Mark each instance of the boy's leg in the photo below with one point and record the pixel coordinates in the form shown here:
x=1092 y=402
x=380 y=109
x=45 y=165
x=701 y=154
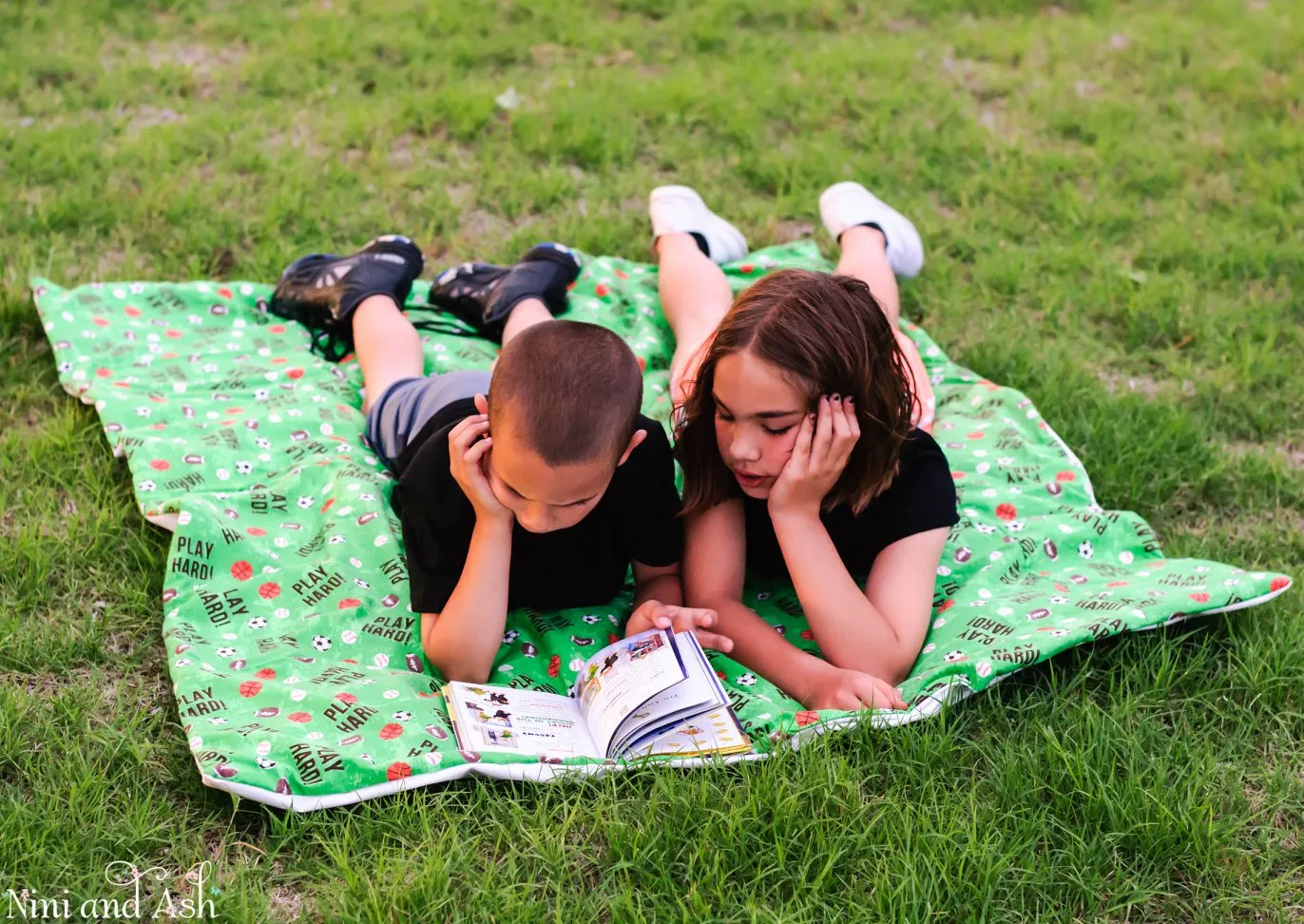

****************************************

• GIVEN REQUEST: Express the data above as a JSON list of strings, one string per line, with blank lines omitted and the picture left out.

• RIGHT ANSWER:
[
  "Mark each instance of the boy's leg in the photo below with one point and record the pixel coordinates in the form shown here:",
  "x=1092 y=402",
  "x=380 y=109",
  "x=45 y=165",
  "x=701 y=154"
]